▸ **RECORD EXCERPTS**:
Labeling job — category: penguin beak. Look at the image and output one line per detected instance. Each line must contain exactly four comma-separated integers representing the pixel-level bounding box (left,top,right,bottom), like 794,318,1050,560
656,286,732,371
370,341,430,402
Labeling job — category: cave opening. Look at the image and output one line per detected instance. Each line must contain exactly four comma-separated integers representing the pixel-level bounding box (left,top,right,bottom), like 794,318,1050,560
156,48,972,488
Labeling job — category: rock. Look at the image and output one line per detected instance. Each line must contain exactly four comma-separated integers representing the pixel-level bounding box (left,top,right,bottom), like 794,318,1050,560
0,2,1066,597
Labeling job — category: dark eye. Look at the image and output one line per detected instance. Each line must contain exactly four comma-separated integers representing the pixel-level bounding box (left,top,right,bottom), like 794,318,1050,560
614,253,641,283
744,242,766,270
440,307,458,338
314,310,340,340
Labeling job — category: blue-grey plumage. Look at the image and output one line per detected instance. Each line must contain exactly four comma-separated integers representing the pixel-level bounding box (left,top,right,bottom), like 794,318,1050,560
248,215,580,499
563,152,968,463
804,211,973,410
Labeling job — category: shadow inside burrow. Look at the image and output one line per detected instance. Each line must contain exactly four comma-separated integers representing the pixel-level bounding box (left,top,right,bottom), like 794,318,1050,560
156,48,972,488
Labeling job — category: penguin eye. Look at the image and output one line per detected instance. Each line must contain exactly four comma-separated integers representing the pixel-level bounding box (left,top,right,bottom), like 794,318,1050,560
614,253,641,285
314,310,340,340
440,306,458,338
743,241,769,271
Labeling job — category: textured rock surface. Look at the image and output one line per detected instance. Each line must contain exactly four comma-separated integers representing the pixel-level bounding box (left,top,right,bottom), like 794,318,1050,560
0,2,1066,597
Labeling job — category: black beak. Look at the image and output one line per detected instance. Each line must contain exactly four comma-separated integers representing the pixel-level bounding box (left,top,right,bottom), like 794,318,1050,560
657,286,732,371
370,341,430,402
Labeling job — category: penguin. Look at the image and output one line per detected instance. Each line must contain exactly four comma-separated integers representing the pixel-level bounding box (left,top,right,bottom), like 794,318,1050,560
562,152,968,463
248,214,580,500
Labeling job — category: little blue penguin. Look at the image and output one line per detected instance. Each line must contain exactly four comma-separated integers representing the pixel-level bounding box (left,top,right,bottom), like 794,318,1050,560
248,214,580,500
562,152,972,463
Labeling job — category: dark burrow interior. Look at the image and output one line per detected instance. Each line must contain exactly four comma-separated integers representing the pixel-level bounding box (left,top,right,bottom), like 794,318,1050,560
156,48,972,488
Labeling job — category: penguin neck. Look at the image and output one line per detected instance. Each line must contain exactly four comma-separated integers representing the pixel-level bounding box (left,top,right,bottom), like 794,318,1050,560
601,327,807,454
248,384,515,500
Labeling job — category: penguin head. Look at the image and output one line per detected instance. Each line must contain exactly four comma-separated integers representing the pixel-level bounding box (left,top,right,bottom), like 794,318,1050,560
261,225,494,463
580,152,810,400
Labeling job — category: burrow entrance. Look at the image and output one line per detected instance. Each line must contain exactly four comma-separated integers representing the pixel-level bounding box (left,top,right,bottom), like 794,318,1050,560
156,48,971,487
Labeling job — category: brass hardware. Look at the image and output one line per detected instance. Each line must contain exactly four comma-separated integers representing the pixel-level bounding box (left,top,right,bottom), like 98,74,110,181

▸ **YOUR TASK**:
Put the lines above that run from the one containing "Labeling job — category: penguin." through the one containing "562,152,968,463" into a numbered list, leaving out any blank lines.

▸ **EXERCISE ANSWER**:
1. Labeling job — category: penguin. Look at the image and output one line per detected instance. Each line must contain exactly four comma-separated integers representing the pixel-level bounding box (left,top,right,bottom), like 794,318,1050,560
2. 562,152,968,463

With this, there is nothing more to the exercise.